Fragmento del texto:

* * * * * * * * *

La meritocracia, esa mentira
La meritocracia parece una buena idea, según el diccionario
es un sistema de gobierno en el que los puestos de responsabilidad se adjudican
en función de los méritos personales. En el plano personal podría parecer que,
como escribe Fanjul, alcanzar cierta posición económica y social se consigue en
exclusiva y gracias a méritos propios.
La socióloga Littler recuerda que esta idea de meritocrática
nació como la lucha para sustituir el sistema aristocrático del Antiguo Régimen
donde los privilegiados se heredaban de generación en generación gracias a unos
parámetros de clase, raza y casta. La meritocracia ayudó a desmantelar la
jerarquía aristocrática pero, lo que durante un tiempo pareció una buena idea derivó,
según el economista Markovits, en una carrera que ha terminado por expulsar a
los pobres porque, más allá del discurso, el sueño y la teoría, los menos
pudientes tienen muy difícil cumplir el sueño meritocrático construido a base
de trabajo duro. La realidad es que llevamos décadas con un evidente aumento de
la brecha entre las diferentes capas sociales gracias a aumento de la
desigualdad económica reflejada en los ingresos y la riqueza que, a la postre,
son las herramientas que nos permitirían un mejor acceso a la formación, algo
imprescindible para alcanzar un destino mejor.
El economista H. Frank afirma que, en medio de este panorama
donde aumenta la desigualdad, la idea de meritocracia se utiliza para que el
sistema social parezca justo cuando en realidad no lo es. En ese sentido, la
meritocracia inexistente se engrasa con ideas que apelan al emprendimiento, al coaching o al pensamiento positivo que
venden la idea de que si no consigues lo que te propongas, la culpa es
estrictamente tuya, algo que casa perfectamente en medio de este capitalismo
especialmente individualista y de competición donde el camino hacia los sueños
se realiza en solitario y contra todos los demás, algo que tienen poco que ver
con el progreso colectivo.

* * * * * * * * *

Bloque de datos:

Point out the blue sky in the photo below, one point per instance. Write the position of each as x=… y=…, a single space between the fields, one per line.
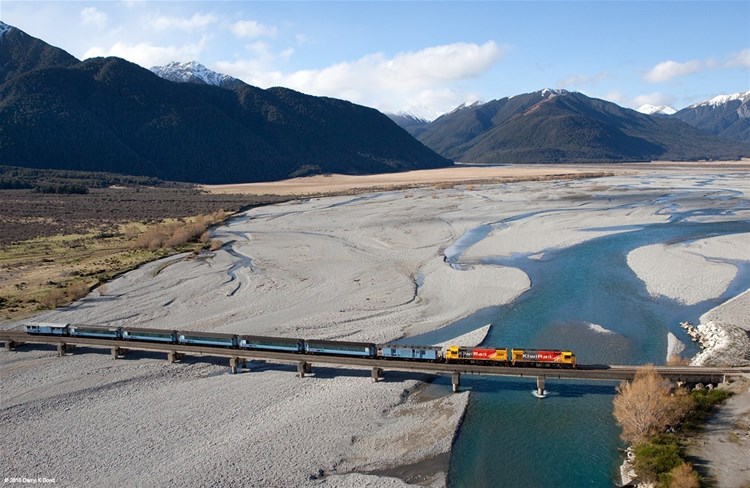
x=424 y=57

* * * * * * * * *

Tarea solicitada: Transcribe, por favor, el pasaje del texto sobre la meritocracia que empieza en "La meritocracia, esa" y termina en "a méritos propios.". Los datos no hacen falta para esta tarea.

Tarea resuelta:
La meritocracia, esa mentira
La meritocracia parece una buena idea, según el diccionario
es un sistema de gobierno en el que los puestos de responsabilidad se adjudican
en función de los méritos personales. En el plano personal podría parecer que,
como escribe Fanjul, alcanzar cierta posición económica y social se consigue en
exclusiva y gracias a méritos propios.